* 과제 목표
"of the chrome"이 있는 줄에서 시작하여 "point(25, 254)"이 있는 줄에서 끝나는 항목을 열 이름이 "내용"과 "정답"인 두 열짜리 CSV로 옮기십시오. 문장과 그에 딸린 정답을 한 행에 두되 각각 따옴표로 묶은 한 필드에 넣고, 줄바꿈은 공백으로 바꾸십시오.

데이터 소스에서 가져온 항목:

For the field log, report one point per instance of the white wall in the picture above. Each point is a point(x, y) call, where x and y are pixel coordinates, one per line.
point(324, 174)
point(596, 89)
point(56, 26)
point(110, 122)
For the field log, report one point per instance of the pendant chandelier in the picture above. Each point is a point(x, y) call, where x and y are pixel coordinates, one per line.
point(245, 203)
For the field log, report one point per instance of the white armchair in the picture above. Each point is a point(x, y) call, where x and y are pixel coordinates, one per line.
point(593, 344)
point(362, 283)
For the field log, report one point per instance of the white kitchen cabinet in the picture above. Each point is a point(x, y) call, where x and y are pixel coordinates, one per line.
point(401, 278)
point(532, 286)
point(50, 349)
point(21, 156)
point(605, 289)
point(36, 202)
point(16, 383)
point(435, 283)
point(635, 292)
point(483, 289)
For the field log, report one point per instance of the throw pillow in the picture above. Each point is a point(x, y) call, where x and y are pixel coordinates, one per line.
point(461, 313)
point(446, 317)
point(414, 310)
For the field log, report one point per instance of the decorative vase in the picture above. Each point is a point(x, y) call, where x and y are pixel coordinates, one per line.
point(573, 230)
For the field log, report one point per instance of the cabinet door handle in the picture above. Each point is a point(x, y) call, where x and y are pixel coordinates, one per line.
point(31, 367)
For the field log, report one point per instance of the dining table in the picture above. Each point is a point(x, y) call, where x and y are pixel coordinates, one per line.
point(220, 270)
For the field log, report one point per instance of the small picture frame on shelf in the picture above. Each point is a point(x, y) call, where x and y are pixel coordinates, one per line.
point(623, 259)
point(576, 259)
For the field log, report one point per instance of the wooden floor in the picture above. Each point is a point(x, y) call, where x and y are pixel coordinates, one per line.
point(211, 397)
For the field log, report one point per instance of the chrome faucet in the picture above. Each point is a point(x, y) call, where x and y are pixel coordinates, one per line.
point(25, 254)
---
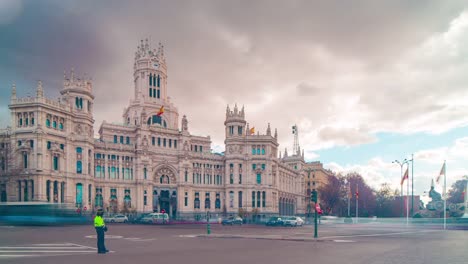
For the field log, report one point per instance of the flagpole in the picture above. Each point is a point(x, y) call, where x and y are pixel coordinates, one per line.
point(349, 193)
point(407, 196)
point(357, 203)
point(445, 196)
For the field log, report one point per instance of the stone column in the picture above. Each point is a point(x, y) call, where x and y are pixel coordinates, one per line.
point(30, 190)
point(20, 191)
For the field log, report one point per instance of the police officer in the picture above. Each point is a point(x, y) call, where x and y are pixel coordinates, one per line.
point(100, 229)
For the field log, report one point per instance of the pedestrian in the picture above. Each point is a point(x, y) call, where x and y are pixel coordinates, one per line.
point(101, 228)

* 정답 출력
내용,정답
"For the field log, report one point per instance of the chrome faucet in the picture above. Each point is a point(x, y) call, where x and y are pixel coordinates, one per line.","point(25, 254)"